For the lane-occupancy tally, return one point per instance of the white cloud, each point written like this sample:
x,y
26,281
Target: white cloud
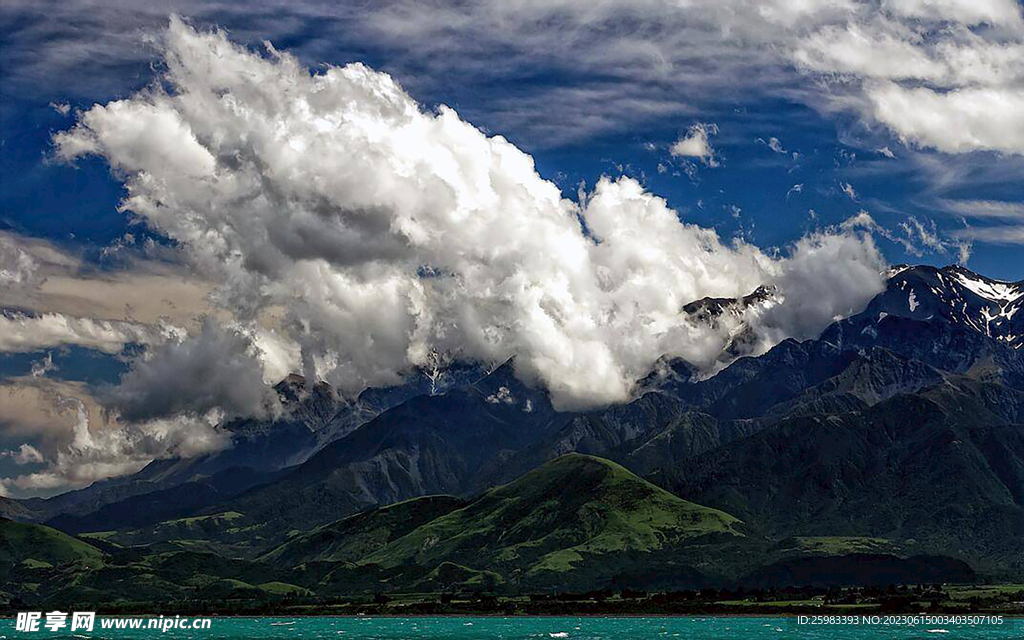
x,y
999,235
627,62
967,11
957,121
984,209
24,455
216,370
20,332
386,232
17,266
78,442
696,144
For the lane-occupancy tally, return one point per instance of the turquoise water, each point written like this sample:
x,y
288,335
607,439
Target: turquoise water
x,y
542,629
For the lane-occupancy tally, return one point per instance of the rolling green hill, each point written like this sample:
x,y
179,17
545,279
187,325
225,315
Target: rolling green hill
x,y
352,539
36,546
577,514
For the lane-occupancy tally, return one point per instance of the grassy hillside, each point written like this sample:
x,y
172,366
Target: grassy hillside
x,y
573,512
352,539
37,546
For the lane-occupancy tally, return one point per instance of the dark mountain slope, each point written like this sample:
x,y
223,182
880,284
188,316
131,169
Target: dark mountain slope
x,y
429,444
907,469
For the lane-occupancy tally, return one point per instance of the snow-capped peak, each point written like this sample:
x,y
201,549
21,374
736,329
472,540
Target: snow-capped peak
x,y
990,289
957,295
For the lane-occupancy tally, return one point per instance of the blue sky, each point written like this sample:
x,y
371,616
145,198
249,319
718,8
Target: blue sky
x,y
506,95
329,221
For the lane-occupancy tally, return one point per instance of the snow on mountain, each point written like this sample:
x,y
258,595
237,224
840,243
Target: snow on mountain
x,y
955,295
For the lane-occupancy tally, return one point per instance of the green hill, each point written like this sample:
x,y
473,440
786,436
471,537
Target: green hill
x,y
352,539
36,546
576,513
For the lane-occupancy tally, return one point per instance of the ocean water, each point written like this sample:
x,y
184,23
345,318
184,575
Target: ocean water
x,y
695,628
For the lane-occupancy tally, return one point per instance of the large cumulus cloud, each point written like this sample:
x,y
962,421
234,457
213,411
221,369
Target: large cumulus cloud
x,y
385,232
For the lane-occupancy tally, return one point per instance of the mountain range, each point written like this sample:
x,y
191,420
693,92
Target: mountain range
x,y
892,443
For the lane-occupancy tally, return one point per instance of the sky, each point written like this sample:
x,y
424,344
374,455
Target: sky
x,y
197,200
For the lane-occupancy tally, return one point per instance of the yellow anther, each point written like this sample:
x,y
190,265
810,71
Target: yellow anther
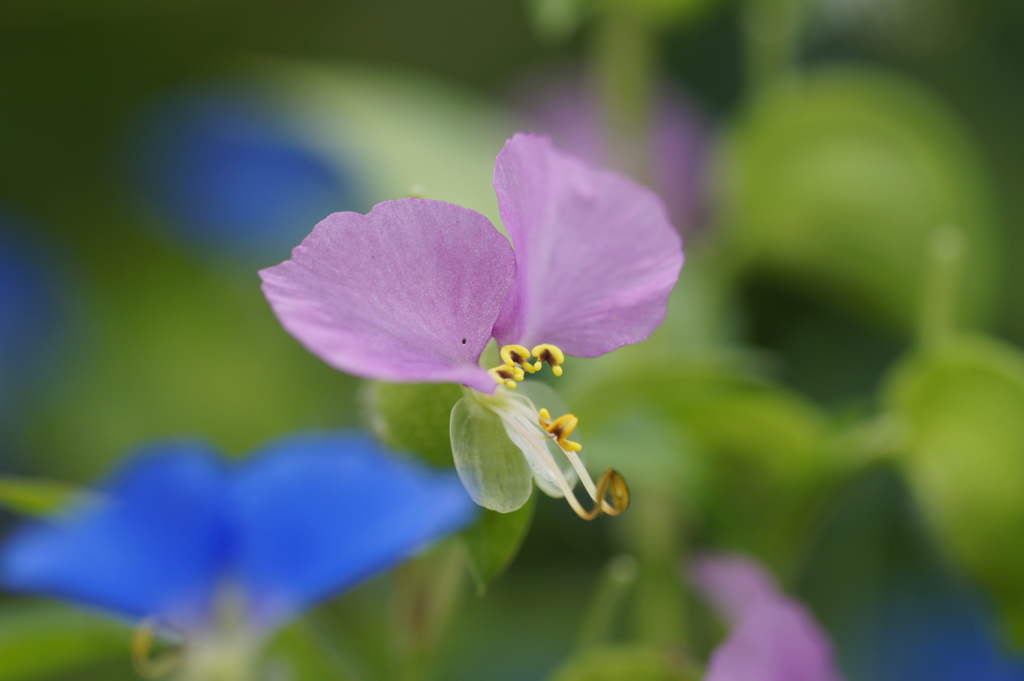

• _Exercise prompt_: Give every line of the records above as a JSON list of strings, one string per line, with blank lines left out. Leave the pictures out of the answer.

• _Written solution_:
[
  "For the lane-occupancy tally, return one point per instance of the white cloud, each point written like this sample:",
  "x,y",
  "26,281",
  "Target: white cloud",
  "x,y",
  "999,235",
  "627,62",
  "967,11",
  "957,121",
  "984,209",
  "24,455",
  "216,370",
  "20,332",
  "386,232",
  "17,266",
  "78,442",
  "696,144",
  "For the lane-occupancy tally, return one point per instance of the turquoise water, each point written like this sample:",
  "x,y",
  "288,335",
  "607,439",
  "Target: turquoise water",
  "x,y",
  "542,629",
  "For the lane-occupancy tally, return one point per instance of the rolling green hill, each point written like this sample:",
  "x,y",
  "179,17",
  "545,279",
  "187,325",
  "225,315",
  "Target: rolling green hill",
  "x,y",
  "352,539",
  "36,546",
  "577,514",
  "For the lane-occupancy tally, return one point per instance of the grassy hillside, each point written like this sample:",
  "x,y",
  "172,366",
  "Target: grassy hillside",
  "x,y",
  "573,512",
  "352,539",
  "37,546",
  "For the lane-occupancy tally, return one point per instance of the dark mountain slope, each point written like this sample:",
  "x,y",
  "223,182",
  "880,284",
  "188,316",
  "131,169",
  "Target: dark mountain slope",
  "x,y",
  "429,444",
  "907,469",
  "For the lane-occupancy tally, return one point per instance of the snow-capped peak, each point written like this sample:",
  "x,y",
  "201,549",
  "21,374",
  "736,329",
  "472,540",
  "Target: snow-capped peak",
  "x,y",
  "990,289",
  "957,295",
  "For the lane-occupancy tally, return one point per instance of the blue sky, each point written like this sample:",
  "x,y",
  "371,616",
  "145,198",
  "249,319",
  "718,8",
  "Target: blue sky",
  "x,y",
  "506,95",
  "329,221",
  "For the lane-occupancy tally, return one point per instance of the snow on mountain, each point written like this sample:",
  "x,y",
  "258,595",
  "237,224",
  "840,243",
  "Target: snow on mountain",
  "x,y",
  "955,295",
  "For the lane-occupancy tally, return one point per instance of the green hill, each point written like this sample:",
  "x,y",
  "473,440",
  "786,436",
  "471,537",
  "Target: green hill",
  "x,y",
  "352,539",
  "36,546",
  "576,513",
  "For the lane-occupancy tally, return one point per instance of the ocean water, each point written like this sample:",
  "x,y",
  "184,23",
  "345,318",
  "184,575",
  "Target: ocean water",
  "x,y",
  "695,628",
  "For the lane-occupancy tally, return one point per instance of the large cumulus cloud, each point written like this sample:",
  "x,y",
  "962,421",
  "234,457",
  "213,411",
  "221,369",
  "Target: large cumulus cloud",
  "x,y",
  "385,232",
  "For the lane-occupancy tally, return one point per instance of the mountain range, each point written like this sample:",
  "x,y",
  "191,420",
  "693,92",
  "Target: mountain range",
  "x,y",
  "892,443",
  "For the lane-occupancy tally, return one point per instance of the sky, each point written like this sample:",
  "x,y",
  "424,344",
  "374,455",
  "Target: sky",
  "x,y",
  "197,200",
  "For the lane-occupancy tally, return one point per instance of the yellow anther, each point written like this sample:",
  "x,y",
  "190,265",
  "810,71",
  "Target: yellow anther"
]